▶ [Written instruction A]
Answer these questions about the credit agreement amendment:
(i) Under which state's law is Aquana, LLC organized?
(ii) What is the date of the First Amended and Restated Credit Agreement?
(iii) Which bank acts as Administrative Agent?
▶ [Written instruction B] Please reproduce the credit agreement amendment word for word from "B. Borrowers have" to "to Credit Agreement.".

## Begin Document

FIRST AMENDMENT TO CREDIT AGREEMENT
Exhibit 10.1
FIRST AMENDMENT TO CREDIT AGREEMENT
THIS FIRST AMENDMENT TO CREDIT AGREEMENT (this “Amendment”) is dated effective as of April 27, 2026 (the “Effective Date”), among GEOSPACE TECHNOLOGIES CORPORATION, a Texas corporation (“Geospace”), GTC, INC., a Texas corporation (“GTC”), AQUANA, LLC, a Vermont limited liability company (“Aquana”), QUANTUM TECHNOLOGY SCIENCES, INC., a Florida corporation (“Quantum”), and GEOVOX SECURITY, INC., a Texas corporation (“GeoVox”, and together with Geospace, GTC, Aquana, Quantum and each other Person from time to time party to the Credit Agreement (as defined below) as a “Borrower”, collectively, “Borrowers” and each individually, a “Borrower”), each of the undersigned lenders (collectively, the “Lenders” and each individually, a “Lender”), and WOODFOREST NATIONAL BANK, as Administrative Agent (in such capacity, together with its successors and assigns in such capacity, “Administrative Agent”) for itself and the other Lenders. Capitalized terms used but not defined in this Amendment have the meanings given such terms in the Credit Agreement.
RECITALS
A. Borrowers, Administrative Agent, and the Lenders are parties to that certain First Amended and Restated Credit Agreement dated as of August 29, 2025 (as amended, restated, supplemented, or otherwise modified from time to time, the “Credit Agreement”).
B. Borrowers have requested that the Administrative Agent and the Lenders amend the Credit Agreement, and the Administrative Agent and the Lenders are willing to do so, in each case on the terms and subject to the conditions set forth in this Amendment.
NOW THEREFORE, for good and valuable consideration, the receipt and sufficiency of which are acknowledged, the undersigned hereby agree as follows:
1. Amendments to Credit Agreement.

## End Document
## Begin Stored data

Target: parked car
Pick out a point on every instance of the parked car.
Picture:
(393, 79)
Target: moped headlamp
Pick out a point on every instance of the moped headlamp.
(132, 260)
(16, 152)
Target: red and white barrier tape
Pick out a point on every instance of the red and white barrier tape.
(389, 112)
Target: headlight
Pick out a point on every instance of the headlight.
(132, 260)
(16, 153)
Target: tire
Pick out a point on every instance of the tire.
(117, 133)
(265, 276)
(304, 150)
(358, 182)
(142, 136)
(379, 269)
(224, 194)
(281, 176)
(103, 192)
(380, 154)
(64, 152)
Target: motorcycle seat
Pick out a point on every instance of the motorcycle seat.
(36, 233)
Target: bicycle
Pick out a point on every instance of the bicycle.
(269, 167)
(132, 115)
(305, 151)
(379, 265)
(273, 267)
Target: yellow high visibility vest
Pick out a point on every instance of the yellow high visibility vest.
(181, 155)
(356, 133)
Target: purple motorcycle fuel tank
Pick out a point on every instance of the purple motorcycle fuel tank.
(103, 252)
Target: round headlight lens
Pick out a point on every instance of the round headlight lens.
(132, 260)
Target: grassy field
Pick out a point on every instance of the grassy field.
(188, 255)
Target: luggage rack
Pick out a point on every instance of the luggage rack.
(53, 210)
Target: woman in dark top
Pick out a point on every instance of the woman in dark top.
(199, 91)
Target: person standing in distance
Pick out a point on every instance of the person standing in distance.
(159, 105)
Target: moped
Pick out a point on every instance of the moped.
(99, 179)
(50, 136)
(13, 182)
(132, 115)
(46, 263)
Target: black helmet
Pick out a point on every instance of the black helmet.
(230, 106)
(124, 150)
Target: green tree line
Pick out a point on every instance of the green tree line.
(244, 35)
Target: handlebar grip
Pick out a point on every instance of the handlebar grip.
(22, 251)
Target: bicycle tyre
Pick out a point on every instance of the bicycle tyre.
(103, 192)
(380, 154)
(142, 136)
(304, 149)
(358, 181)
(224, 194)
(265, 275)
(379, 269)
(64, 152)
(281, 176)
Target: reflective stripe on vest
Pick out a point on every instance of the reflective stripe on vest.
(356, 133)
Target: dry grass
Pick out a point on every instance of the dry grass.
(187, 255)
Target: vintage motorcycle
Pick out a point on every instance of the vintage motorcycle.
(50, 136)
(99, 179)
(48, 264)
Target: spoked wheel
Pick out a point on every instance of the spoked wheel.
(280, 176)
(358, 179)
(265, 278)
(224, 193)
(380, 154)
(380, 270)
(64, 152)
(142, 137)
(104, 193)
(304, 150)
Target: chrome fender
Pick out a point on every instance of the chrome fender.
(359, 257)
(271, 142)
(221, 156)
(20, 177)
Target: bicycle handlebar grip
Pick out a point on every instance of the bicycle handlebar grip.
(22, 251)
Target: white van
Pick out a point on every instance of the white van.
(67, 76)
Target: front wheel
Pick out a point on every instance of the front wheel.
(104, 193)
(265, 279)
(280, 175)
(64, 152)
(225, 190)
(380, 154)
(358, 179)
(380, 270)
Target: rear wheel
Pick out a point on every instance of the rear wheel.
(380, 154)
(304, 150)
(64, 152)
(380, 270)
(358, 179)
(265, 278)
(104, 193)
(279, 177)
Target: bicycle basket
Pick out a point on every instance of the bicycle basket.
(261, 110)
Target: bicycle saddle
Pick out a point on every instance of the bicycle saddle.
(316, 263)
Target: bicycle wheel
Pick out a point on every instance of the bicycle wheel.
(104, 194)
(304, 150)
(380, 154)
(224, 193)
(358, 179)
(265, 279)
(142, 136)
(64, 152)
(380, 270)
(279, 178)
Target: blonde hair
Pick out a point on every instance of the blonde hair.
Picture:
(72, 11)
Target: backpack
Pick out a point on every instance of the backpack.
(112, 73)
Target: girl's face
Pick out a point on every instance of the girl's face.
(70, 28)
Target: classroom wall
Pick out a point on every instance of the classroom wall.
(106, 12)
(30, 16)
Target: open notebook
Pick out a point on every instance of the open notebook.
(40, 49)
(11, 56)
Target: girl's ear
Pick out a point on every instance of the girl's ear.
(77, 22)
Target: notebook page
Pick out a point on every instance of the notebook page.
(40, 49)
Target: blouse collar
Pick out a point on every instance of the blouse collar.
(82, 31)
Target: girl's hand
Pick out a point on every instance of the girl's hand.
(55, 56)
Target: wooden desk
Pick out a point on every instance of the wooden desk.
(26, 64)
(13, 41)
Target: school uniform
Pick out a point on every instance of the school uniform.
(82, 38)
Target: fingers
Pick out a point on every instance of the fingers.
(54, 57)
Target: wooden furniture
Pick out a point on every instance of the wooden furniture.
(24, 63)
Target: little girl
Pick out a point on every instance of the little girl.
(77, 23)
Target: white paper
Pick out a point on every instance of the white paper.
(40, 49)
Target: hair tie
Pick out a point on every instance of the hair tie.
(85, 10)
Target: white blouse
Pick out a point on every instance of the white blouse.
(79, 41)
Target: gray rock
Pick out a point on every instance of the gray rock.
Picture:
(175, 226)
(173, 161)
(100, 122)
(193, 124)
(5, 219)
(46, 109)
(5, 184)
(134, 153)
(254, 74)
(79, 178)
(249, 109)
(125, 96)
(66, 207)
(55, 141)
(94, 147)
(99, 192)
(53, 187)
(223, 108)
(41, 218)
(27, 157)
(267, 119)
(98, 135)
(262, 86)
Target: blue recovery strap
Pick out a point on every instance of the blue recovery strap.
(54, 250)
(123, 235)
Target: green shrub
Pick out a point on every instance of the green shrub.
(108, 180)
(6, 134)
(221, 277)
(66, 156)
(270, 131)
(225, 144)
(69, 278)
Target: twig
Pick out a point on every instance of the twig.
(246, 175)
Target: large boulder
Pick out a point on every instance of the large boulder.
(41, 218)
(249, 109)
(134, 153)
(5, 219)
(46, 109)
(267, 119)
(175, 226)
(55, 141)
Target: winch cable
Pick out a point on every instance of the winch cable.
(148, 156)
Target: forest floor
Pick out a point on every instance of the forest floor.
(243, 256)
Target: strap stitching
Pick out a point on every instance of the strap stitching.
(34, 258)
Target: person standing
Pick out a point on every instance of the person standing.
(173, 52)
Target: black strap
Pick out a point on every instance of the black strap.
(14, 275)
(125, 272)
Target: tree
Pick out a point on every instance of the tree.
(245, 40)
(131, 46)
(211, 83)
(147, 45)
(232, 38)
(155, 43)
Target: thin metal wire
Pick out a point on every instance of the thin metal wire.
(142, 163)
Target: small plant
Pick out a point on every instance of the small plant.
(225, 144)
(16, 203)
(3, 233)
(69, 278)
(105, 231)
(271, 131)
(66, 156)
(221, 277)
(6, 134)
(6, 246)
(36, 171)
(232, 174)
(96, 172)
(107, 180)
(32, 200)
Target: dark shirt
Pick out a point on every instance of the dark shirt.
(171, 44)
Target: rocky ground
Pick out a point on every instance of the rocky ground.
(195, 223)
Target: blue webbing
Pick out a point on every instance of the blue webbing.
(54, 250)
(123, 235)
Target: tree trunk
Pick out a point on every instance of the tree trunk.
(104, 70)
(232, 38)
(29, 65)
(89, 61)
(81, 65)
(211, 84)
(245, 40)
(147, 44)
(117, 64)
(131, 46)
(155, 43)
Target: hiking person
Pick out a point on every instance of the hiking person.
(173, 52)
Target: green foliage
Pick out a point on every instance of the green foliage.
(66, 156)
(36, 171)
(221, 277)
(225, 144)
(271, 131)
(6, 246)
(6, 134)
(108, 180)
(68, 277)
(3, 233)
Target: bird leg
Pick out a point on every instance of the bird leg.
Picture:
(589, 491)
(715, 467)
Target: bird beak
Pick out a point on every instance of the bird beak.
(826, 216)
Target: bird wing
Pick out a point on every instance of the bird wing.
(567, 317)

## End Stored data

▶ [Response A]
(i) Vermont
(ii) August 29, 2025
(iii) Woodforest National Bank

▶ [Response B]
B. Borrowers have requested that the Administrative Agent and the Lenders amend the Credit Agreement, and the Administrative Agent and the Lenders are willing to do so, in each case on the terms and subject to the conditions set forth in this Amendment.
NOW THEREFORE, for good and valuable consideration, the receipt and sufficiency of which are acknowledged, the undersigned hereby agree as follows:
1. Amendments to Credit Agreement.